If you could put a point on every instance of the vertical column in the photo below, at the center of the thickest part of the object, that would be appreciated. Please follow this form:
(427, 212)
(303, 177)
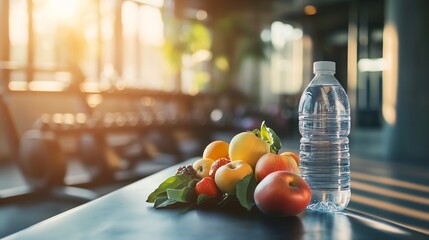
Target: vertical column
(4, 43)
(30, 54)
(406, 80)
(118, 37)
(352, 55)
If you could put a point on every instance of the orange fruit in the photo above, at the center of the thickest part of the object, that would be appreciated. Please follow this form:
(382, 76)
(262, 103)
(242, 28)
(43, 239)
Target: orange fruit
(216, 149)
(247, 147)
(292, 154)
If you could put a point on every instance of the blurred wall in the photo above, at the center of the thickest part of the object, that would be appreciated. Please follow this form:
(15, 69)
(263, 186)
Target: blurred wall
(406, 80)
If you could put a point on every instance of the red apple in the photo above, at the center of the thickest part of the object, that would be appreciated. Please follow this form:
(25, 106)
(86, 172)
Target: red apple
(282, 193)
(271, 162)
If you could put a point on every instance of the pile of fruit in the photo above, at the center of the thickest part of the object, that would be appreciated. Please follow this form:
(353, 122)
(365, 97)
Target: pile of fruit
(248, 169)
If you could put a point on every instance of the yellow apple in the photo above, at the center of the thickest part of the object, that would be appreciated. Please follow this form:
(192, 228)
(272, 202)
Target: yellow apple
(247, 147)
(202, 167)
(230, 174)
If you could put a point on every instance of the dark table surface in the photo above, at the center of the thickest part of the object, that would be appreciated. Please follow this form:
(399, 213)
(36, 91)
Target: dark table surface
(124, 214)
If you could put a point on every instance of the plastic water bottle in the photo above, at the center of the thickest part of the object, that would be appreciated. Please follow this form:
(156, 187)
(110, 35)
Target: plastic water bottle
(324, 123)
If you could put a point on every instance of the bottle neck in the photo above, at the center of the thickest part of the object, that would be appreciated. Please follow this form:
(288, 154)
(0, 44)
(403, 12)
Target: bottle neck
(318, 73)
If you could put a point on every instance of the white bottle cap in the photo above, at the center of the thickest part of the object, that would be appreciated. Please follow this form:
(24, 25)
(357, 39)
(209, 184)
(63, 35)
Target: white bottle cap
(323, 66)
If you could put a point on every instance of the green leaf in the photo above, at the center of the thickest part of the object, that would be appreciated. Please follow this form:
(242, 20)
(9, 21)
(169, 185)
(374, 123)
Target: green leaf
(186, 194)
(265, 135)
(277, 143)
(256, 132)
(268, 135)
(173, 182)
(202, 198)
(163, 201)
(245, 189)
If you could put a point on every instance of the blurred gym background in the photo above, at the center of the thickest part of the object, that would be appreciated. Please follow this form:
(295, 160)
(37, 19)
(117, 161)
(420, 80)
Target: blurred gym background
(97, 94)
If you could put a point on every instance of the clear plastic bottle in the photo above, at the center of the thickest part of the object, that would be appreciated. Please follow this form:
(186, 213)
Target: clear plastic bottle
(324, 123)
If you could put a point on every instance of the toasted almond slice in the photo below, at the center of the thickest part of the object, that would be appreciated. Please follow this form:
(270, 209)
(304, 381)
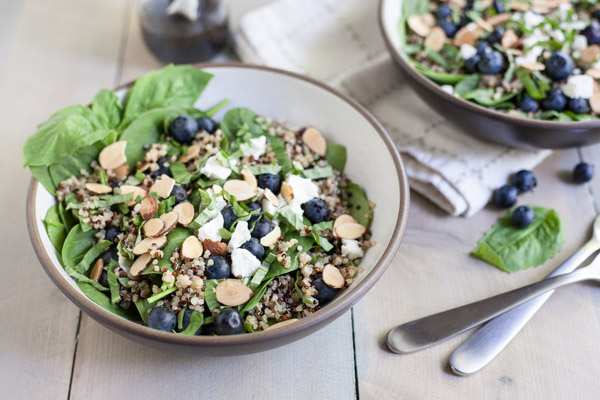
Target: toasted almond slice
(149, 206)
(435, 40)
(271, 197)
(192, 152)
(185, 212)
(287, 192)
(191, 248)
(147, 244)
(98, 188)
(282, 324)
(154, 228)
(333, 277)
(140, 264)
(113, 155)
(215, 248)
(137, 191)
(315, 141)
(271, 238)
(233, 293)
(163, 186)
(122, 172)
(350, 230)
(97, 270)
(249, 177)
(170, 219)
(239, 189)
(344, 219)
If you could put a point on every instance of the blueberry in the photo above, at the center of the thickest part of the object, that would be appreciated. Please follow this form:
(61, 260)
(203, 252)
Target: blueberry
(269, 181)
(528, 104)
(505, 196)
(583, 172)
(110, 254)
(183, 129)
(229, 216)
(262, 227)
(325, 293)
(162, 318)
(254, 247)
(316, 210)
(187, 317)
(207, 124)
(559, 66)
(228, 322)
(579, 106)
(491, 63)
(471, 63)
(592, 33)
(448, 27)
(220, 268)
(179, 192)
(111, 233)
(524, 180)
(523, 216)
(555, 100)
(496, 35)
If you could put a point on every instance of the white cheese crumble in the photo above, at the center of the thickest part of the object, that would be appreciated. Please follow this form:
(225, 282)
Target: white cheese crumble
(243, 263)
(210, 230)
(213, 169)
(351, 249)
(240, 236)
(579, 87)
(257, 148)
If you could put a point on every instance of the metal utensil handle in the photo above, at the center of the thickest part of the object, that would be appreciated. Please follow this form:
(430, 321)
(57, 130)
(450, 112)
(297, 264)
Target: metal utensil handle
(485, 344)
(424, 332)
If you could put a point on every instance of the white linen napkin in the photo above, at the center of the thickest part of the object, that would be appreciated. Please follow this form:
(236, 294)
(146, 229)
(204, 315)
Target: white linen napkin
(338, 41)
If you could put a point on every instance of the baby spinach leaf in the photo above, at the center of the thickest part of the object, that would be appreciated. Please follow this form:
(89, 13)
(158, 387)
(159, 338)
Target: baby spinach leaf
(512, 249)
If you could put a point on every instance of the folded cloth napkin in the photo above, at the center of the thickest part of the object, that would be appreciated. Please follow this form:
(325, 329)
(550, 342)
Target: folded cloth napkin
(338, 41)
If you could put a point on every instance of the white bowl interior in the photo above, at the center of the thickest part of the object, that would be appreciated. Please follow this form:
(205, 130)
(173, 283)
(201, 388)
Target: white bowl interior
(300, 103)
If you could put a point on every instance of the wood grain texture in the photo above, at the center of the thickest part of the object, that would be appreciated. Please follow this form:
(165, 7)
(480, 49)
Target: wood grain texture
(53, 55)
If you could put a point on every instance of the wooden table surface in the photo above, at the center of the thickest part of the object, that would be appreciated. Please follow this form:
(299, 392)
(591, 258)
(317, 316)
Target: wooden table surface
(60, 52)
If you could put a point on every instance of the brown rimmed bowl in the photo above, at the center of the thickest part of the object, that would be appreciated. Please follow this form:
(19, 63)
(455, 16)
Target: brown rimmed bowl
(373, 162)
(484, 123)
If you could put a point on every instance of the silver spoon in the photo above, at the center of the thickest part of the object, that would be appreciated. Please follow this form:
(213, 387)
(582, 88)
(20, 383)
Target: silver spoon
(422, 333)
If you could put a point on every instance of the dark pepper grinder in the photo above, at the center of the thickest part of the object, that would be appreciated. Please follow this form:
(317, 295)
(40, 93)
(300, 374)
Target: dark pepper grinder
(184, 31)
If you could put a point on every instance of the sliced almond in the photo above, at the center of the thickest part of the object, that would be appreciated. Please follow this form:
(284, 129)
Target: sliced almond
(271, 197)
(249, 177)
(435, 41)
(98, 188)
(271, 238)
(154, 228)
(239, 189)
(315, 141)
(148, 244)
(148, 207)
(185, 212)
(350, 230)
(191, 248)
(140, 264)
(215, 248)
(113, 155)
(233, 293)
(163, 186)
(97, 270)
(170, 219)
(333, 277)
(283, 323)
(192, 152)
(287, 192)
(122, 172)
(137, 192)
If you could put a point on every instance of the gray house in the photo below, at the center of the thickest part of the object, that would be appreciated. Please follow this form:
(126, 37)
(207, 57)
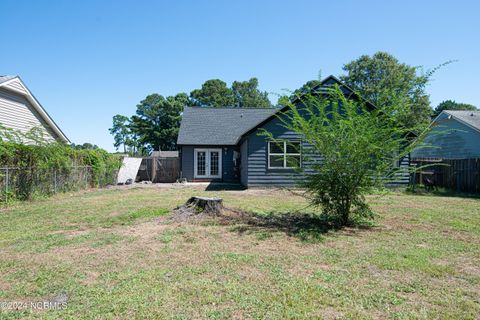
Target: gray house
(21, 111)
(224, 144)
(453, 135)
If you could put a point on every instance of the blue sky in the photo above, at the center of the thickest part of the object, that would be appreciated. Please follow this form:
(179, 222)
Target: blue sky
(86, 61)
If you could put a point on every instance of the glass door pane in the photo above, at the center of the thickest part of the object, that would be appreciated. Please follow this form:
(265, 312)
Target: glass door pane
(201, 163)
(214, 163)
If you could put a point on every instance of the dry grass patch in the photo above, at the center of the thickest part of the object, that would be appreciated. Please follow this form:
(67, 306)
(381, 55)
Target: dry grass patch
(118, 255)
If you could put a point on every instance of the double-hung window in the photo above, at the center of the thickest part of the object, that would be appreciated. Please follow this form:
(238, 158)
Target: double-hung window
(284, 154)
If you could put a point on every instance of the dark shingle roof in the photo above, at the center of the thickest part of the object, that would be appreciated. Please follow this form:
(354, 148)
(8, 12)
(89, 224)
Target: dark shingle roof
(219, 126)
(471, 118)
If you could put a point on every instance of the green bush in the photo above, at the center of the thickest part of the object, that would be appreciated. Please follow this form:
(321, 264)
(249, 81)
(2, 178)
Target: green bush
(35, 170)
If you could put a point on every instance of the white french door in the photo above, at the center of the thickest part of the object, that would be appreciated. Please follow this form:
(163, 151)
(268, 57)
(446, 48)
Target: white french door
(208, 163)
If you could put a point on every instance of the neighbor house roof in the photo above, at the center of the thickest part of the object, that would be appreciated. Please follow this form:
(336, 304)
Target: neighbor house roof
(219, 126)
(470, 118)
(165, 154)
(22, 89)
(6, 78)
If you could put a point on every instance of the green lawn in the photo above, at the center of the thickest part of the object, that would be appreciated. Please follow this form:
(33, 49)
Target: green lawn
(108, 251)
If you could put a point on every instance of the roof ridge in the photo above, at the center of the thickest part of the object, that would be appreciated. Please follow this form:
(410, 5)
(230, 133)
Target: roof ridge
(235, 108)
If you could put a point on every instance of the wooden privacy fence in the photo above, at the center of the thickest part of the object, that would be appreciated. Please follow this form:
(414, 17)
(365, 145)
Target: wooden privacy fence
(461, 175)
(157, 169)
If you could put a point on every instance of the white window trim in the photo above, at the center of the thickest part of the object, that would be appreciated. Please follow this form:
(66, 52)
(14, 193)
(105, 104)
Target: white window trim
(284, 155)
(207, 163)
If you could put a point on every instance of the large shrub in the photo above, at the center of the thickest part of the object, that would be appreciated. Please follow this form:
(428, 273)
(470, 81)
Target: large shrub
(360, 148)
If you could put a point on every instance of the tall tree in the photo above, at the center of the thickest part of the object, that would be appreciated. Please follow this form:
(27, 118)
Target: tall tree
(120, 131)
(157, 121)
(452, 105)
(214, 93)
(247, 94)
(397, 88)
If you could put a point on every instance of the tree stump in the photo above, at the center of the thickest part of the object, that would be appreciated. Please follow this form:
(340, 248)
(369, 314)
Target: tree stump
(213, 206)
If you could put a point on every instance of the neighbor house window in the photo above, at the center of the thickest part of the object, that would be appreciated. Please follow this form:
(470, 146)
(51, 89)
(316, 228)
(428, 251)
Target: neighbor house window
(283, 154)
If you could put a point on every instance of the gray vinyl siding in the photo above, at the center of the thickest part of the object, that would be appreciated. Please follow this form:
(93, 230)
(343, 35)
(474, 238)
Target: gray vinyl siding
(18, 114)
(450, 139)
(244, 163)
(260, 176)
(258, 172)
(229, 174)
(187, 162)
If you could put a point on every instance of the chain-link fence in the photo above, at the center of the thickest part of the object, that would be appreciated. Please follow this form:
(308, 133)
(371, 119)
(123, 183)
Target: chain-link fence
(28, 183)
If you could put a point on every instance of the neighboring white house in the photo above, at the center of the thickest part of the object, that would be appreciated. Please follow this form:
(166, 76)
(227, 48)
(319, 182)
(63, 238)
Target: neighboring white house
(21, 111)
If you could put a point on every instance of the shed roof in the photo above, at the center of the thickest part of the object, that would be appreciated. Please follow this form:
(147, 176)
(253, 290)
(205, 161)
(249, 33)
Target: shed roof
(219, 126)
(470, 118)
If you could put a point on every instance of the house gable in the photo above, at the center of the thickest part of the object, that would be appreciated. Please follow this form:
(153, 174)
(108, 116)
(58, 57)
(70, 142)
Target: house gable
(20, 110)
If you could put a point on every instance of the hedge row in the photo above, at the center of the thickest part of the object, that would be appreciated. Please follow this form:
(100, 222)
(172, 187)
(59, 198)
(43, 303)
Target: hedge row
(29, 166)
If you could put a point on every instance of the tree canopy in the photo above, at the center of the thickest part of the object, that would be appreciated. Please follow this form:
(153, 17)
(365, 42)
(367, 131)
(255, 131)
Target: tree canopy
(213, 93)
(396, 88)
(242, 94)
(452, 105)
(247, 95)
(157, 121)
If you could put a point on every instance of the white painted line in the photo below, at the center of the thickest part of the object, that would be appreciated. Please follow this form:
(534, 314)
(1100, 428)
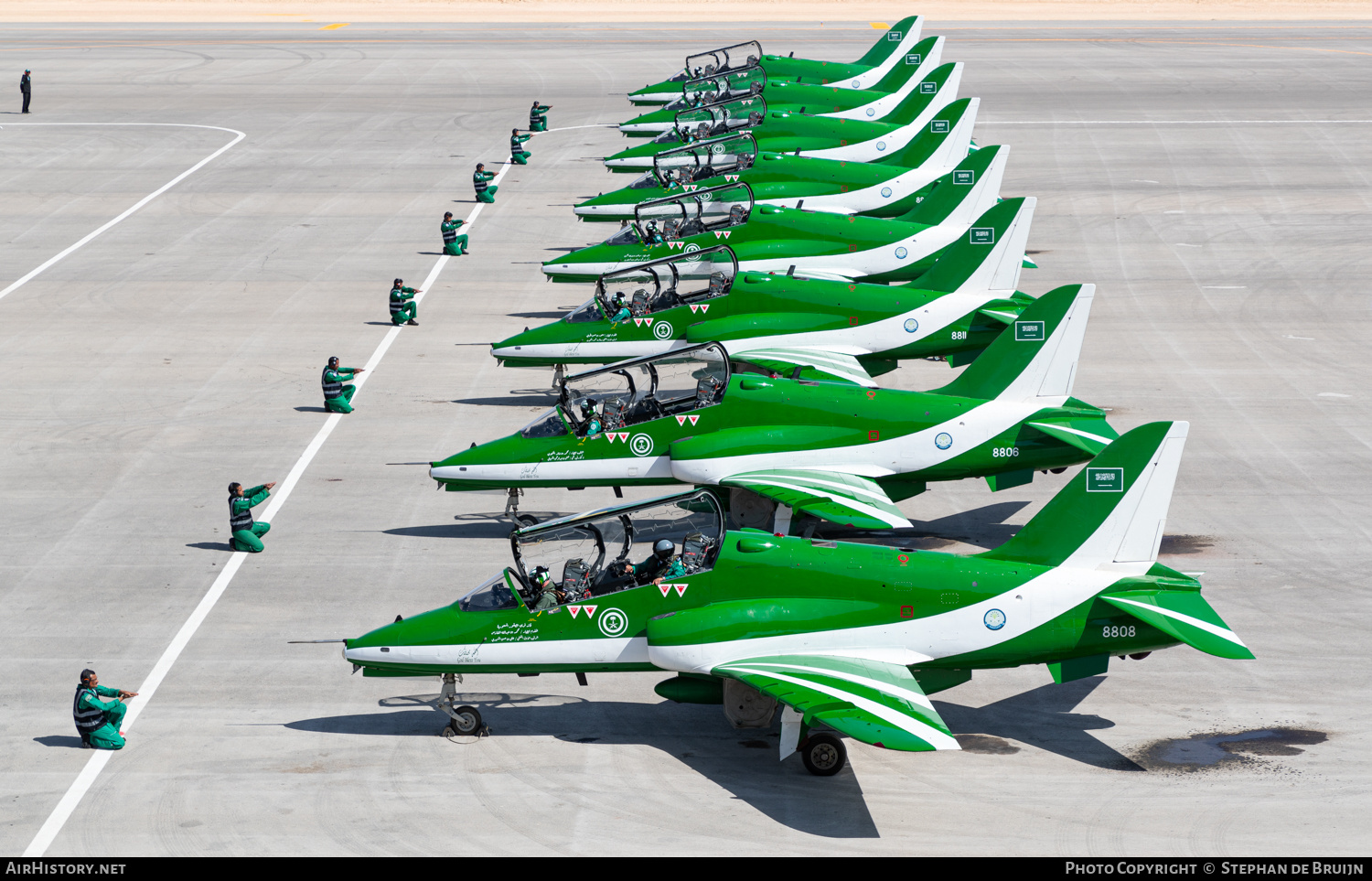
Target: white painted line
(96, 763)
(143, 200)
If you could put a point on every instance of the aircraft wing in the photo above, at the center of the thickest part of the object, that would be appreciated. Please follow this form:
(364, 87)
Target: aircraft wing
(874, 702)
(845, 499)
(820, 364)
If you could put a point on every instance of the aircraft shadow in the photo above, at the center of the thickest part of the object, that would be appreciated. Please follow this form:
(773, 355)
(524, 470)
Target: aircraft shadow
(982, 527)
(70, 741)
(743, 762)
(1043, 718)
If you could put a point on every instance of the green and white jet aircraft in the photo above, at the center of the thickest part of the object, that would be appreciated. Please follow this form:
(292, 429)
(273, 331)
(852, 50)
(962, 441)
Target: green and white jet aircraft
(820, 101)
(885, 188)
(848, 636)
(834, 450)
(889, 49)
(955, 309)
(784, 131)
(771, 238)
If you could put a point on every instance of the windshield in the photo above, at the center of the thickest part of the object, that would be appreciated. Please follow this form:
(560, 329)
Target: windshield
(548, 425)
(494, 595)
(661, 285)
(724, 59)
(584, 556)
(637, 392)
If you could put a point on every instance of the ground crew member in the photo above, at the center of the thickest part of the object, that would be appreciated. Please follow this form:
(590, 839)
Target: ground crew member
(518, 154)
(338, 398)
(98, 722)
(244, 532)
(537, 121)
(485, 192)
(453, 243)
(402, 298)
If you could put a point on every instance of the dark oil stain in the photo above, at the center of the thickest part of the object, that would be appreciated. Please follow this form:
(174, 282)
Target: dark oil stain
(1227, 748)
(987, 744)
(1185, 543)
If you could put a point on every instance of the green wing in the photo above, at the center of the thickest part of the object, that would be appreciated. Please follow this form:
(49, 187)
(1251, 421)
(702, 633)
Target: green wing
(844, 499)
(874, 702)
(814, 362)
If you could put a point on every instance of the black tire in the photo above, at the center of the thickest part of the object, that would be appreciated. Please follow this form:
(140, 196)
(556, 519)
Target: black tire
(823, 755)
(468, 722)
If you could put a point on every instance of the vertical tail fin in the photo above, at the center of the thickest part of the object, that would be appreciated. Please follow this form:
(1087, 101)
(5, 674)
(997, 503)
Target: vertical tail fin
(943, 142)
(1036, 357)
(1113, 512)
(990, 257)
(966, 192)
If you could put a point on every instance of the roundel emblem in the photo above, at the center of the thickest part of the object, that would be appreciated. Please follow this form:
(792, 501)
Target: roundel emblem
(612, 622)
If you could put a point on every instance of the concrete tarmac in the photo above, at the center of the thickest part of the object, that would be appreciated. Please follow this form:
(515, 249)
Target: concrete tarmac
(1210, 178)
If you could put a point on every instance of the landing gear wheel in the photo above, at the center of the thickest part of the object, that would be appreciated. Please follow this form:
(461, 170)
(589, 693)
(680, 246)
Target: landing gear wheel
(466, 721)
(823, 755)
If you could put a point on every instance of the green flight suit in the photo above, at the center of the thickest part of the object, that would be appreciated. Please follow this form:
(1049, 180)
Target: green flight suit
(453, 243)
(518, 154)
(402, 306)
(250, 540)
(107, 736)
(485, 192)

Task to carry out.
Work out how many lines in the records above contain the word "below", and reply with that number alone.

Result for this task.
4